**TEXTE FOURNI:**
Il ne restait plus à discuter que le budget des Travaux Publics : (page 355) il comprenait, en ce moment, dans ses attributions l'instruction publique. Aussi fut-il, plus encore que les autres budgets, le point de mire des attaques de l'opposition. Celle-ci avait deux motifs secrets pour hâter la chute du ministère : elle ne voulait pas que, sous son influence, deux grands actes fussent consommés : l'organisation de l'enseignement et les prochaines élections. On lui fit un procès de tendance ; car ce qu'on lui reprochait le plus c'était l'appui qu'il recevait de quelques membres de la Chambre, c'était surtout ce qu'il allait faire pour l'instruction publique. Les détails du budget disparurent sous l'importance du débat politique que le cabinet n'avait pas provoqué, mais qu'il subissait. M. Dechamps, qui prit souvent la parole, fut le premier à se placer sur ce terrain. Il disait : « Le cabinet est devenu un ministère d'irritation et de division pour le pays... Je pense que la retraite du ministère importe au pays. Il est temps que la majorité se reconstitue ; qu'un gouvernement fort arrive aux affaires afin de pacifier le pays à l'intérieur et de consolider notre nationalité au dehors. » Il demandait la création d'un cabinet mixte. A propos de ces attaques de l'honorable membre, un incident se produisit. M. Van Cutsem dit : « Les Ministres sont des hommes honorables, et M. Dechamps en conviendra avec nous ; car il doit se rappeler qu'il s'est pour ainsi dire offert à M. Rogier, pour faire partie du cabinet qui devait se former lors de la chute de l'ancien ministère ; ces offres ont été faites au pied du bureau du président, dans cette enceinte même... »
M. Dechamps : « La Chambre comprendra qu'il est au-dessous de moi de répondre à l'accusation que m'a adressée le préopinant. Je me contenterai de déclarer que cette imputation est complètement fausse. »
M. Van Cutsem : « Sur mon honneur, je déclare qu'elle est vraie ! »
Le Ministre des Travaux Publics (M. Rogier) : « Je dois (page 356) ici à la loyauté de déclarer que l’assertion.de M. Van Cutsem ne lui est pas venue de moi. » Un grand nombre de voix : « La clôture ! la clôture. » (Moniteur de 1841, n°63. En séance du 18 décembre 1841, n°353, M. van Cutsem répète son affirmation ; M. Dechamps la dénie plus faiblement).

**TRAVAIL À FAIRE:**
1. Répondez à ces questions sur le débat autour du budget des Travaux publics :
(a) Quelle matière le budget des Travaux publics comprenait-il alors dans ses attributions ?
(b) Quel type de cabinet M. Dechamps demandait-il de créer ?
(c) Qui occupait le poste de ministre des Travaux publics ?
2. Reprenez le récit du débat sur le budget des Travaux publics à partir de sa dernière phrase et poursuivez-le dans le même style.
Les données n'interviennent en rien dans ce travail.

**EXTRAIT DES DONNÉES:**

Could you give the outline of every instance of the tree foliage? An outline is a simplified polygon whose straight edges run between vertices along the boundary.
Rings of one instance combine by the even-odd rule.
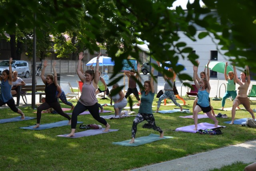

**RÉPONSES ATTENDUES:**
1.
(a) Il comprenait l'instruction publique.
(b) Il demandait la création d'un cabinet mixte.
(c) C'était M. Rogier.

2.
MM. les Ministres des Affaires étrangères, de la Justice et des Travaux Publics ; MM. Devaux, Delfosse, Angillis, mirent à nu l'inanité des reproches, l'irrégularité de ce procès de tendance. Ils appelaient, à propos de ce budget, un vote de confiance, comme un guide et une boussole pour la prérogative royale et non pas comme un coup d'Etat ou une menace pour cette prérogative, ainsi que l'avait dit le député d'Ath. Ce vote de confiance donna 49 voix pour le ministère, 39 contre et 3 abstentions. Parmi les abstenants, se trouva M. Dumortier, qui terminait ainsi ses motifs : « Mais comme je ne sais qui l'aurait remplacé, j'ai cru, moi qui avais fait la motion contre le précédent cabinet, devoir m'abstenir dans les circonstances actuelles. » Tuer deux ministères, l'un après l'autre, eût effectivement été un procédé féroce !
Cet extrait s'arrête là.